--- START ---

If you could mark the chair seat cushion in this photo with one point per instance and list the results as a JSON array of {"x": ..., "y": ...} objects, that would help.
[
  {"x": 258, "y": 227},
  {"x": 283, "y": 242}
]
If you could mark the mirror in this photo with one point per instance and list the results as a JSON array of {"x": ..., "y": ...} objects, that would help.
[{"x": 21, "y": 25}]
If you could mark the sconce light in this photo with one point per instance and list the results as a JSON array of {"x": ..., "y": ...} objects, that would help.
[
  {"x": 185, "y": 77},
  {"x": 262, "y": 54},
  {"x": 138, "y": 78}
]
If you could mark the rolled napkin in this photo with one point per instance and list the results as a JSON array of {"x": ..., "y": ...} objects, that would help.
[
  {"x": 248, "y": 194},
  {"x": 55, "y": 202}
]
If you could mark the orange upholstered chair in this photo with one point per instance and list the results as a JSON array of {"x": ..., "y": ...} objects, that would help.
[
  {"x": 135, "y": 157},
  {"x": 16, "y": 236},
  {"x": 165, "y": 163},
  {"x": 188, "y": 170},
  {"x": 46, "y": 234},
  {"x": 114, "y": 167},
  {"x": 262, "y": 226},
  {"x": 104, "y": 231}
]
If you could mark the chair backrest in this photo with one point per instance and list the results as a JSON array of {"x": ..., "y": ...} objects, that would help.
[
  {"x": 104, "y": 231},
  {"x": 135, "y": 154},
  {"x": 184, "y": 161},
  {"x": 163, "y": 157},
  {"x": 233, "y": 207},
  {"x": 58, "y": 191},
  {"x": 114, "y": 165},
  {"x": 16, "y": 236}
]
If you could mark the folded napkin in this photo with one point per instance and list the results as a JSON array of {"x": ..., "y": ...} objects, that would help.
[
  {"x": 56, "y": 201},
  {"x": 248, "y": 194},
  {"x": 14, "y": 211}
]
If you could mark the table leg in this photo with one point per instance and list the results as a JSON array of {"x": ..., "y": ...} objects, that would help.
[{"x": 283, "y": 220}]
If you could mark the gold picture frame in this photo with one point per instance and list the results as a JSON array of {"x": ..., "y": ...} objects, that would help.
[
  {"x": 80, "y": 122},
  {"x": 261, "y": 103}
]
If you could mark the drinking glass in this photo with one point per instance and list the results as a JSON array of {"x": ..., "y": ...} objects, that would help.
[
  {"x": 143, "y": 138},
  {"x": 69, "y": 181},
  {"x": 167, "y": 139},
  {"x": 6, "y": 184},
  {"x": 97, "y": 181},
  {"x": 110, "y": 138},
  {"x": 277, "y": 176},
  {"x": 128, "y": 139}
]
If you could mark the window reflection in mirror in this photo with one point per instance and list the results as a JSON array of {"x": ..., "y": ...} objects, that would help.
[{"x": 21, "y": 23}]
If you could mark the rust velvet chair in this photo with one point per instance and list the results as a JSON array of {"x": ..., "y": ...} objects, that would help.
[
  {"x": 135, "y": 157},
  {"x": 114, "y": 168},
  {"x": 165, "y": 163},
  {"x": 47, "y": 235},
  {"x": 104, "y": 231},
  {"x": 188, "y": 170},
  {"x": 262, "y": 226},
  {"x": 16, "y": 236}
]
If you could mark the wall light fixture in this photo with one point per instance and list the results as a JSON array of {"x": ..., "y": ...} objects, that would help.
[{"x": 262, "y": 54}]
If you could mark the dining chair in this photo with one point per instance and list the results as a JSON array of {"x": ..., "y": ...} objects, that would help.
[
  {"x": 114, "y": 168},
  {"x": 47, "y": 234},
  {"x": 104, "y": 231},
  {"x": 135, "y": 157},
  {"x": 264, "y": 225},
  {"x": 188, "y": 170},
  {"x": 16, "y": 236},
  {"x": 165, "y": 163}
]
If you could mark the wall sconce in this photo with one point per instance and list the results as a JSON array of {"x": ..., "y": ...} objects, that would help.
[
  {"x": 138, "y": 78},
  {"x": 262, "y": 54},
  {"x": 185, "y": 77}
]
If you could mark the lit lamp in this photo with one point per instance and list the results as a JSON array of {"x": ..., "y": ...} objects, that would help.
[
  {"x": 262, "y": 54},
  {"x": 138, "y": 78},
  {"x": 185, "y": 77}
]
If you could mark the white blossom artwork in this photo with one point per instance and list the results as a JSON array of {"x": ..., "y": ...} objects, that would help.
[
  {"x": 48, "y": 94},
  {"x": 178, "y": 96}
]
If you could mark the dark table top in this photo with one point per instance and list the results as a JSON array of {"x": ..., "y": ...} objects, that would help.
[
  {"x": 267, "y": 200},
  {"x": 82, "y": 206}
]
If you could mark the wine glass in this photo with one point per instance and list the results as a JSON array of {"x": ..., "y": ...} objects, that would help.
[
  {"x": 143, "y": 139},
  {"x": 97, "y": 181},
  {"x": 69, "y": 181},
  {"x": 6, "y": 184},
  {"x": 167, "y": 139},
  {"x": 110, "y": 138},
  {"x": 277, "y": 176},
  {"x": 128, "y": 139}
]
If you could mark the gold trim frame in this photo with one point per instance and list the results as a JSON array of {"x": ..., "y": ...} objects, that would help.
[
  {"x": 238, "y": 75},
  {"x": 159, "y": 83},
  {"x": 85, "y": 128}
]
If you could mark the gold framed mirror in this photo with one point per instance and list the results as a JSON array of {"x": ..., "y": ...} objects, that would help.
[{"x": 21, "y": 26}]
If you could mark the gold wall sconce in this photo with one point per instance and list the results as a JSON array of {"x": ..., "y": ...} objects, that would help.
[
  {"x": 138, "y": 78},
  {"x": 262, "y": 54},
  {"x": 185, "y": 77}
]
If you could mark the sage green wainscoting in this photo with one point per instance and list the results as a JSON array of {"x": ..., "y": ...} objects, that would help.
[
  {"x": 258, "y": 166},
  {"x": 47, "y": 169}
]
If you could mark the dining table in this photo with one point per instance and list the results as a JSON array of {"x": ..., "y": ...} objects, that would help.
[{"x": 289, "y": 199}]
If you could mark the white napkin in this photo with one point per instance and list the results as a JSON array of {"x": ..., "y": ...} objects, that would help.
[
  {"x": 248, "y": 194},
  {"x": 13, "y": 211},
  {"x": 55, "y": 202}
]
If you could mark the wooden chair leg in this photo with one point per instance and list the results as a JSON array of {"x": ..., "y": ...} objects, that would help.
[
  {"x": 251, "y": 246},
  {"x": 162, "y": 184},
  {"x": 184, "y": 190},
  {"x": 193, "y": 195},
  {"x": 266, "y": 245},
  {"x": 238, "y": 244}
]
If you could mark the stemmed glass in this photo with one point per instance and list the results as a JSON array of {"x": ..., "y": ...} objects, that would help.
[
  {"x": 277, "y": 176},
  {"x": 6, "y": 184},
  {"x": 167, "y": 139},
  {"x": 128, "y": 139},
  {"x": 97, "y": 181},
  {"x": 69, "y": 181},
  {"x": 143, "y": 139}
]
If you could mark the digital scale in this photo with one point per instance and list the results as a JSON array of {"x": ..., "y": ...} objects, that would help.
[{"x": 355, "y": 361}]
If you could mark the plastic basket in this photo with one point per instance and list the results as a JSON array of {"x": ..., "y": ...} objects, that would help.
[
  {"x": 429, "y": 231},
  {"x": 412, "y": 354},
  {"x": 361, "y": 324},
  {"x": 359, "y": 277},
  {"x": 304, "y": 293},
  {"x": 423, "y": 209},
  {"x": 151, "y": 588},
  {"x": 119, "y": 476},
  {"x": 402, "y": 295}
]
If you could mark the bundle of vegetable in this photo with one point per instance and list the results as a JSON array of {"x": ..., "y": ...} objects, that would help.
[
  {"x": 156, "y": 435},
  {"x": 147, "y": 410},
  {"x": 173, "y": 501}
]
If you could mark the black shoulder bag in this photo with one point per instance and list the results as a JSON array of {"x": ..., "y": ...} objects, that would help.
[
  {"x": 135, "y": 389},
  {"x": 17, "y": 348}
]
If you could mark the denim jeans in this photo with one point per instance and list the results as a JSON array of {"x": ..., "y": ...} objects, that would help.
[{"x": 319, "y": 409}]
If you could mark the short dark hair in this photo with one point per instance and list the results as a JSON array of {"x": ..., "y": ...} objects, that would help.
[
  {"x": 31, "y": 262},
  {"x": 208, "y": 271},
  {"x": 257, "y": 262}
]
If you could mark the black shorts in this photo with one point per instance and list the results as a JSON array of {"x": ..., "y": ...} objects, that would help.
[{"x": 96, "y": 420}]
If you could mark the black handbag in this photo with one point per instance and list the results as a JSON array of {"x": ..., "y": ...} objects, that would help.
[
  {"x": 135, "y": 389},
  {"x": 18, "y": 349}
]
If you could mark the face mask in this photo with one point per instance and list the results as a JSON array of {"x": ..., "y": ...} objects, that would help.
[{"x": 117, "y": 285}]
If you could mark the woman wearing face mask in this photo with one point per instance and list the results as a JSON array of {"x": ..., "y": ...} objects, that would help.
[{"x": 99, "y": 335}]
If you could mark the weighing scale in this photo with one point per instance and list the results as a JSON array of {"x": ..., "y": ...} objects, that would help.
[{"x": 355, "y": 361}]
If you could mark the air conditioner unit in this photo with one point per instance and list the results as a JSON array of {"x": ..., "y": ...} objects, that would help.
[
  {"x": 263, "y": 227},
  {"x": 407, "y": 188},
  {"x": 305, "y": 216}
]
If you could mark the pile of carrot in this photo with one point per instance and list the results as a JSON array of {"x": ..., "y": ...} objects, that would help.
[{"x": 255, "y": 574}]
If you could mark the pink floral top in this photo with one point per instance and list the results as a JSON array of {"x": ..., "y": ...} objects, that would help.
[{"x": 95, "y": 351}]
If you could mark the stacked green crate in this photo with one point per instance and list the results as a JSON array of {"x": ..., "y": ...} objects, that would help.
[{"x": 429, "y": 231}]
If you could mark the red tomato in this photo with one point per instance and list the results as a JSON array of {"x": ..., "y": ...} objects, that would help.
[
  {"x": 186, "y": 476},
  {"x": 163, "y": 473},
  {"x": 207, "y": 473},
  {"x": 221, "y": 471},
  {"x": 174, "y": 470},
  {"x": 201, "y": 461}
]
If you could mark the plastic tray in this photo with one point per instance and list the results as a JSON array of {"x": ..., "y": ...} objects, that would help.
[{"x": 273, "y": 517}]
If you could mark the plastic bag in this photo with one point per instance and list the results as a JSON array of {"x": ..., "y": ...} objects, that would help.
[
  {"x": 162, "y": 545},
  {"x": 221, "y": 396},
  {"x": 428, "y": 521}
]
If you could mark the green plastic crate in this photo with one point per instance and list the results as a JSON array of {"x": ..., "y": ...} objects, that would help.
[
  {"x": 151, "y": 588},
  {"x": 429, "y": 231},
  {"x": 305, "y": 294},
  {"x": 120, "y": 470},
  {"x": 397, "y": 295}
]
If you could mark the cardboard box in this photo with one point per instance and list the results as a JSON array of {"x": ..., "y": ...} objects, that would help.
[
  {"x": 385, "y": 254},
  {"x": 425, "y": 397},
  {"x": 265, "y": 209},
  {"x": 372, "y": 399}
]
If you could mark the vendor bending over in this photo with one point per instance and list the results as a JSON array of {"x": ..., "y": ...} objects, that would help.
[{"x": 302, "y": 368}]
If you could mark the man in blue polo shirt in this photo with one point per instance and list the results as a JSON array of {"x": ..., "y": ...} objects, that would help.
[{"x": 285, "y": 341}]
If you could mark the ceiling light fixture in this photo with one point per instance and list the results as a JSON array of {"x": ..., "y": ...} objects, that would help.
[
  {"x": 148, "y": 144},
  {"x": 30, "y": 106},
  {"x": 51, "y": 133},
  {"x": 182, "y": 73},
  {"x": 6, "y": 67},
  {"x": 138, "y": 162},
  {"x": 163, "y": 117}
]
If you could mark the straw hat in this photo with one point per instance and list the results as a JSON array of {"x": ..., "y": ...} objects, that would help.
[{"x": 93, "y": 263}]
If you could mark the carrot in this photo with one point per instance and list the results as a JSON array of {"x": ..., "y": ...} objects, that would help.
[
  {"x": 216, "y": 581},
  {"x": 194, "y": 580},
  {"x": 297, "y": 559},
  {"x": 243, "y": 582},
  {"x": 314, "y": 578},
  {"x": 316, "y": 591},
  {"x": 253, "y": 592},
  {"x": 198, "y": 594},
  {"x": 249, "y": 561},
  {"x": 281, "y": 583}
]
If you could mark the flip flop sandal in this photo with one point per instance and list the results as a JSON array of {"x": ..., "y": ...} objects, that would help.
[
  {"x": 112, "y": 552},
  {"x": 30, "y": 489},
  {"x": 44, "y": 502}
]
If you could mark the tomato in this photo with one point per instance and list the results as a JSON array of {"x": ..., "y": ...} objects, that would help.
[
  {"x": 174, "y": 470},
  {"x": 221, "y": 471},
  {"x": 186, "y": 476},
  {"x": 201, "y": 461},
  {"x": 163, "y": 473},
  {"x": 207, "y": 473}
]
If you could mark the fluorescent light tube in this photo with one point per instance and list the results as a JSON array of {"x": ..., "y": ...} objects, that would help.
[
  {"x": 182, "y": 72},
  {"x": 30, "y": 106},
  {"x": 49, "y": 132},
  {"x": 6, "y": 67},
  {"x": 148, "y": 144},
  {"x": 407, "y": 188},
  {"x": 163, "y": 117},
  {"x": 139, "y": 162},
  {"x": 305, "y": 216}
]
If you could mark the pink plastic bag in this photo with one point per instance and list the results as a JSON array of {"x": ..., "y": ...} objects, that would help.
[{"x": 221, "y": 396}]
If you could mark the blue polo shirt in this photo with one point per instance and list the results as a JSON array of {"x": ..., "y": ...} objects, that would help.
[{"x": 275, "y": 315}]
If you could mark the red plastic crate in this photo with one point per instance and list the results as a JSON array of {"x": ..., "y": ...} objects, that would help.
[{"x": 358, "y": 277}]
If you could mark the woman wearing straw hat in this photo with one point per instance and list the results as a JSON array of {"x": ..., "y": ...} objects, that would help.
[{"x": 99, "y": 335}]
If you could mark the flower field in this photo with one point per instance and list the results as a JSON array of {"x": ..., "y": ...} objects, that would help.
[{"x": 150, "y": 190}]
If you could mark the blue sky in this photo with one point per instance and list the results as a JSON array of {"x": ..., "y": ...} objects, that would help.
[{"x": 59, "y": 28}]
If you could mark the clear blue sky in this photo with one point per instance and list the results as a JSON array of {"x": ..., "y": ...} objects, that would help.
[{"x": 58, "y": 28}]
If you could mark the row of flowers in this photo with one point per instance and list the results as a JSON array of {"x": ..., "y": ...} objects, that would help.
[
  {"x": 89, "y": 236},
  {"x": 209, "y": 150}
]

--- END ---

WHAT YOU HAVE TO DO –
Leave out every line before the one containing "If you could mark the blue polo"; set down that line and all remaining lines of the material exactly.

WRITTEN RESPONSE –
If you could mark the blue polo shirt in this photo with one point per instance and list the results as a JSON array of {"x": ..., "y": ...} objects, that would help.
[{"x": 275, "y": 315}]
If you could mark the red plastic crate in this photo with one point per instance and list the results as a JSON array of {"x": ..., "y": ...} objects, that would help.
[{"x": 358, "y": 277}]
If you could mark the woman wearing straw hat in this photo with one point per instance and list the results as a JSON array of {"x": ..., "y": ...} objects, that would help.
[{"x": 99, "y": 335}]
If you could mark the flower field in this photo with one point per instance and list the results as a JSON array of {"x": ..., "y": ...} objects, that would help.
[{"x": 150, "y": 190}]
If you could mark the blue sky in this photo with one point per instance and list the results as a JSON array of {"x": ..., "y": ...} objects, that would help.
[{"x": 59, "y": 28}]
If you could mark the clear blue sky in this photo with one point per instance and list the results as a JSON array of {"x": ..., "y": ...} objects, that would help.
[{"x": 58, "y": 28}]
If you could mark the row of flowers in this photo with one point per instance and list the results as a JSON array of {"x": ..., "y": ...} objects, that would help.
[
  {"x": 89, "y": 236},
  {"x": 209, "y": 150}
]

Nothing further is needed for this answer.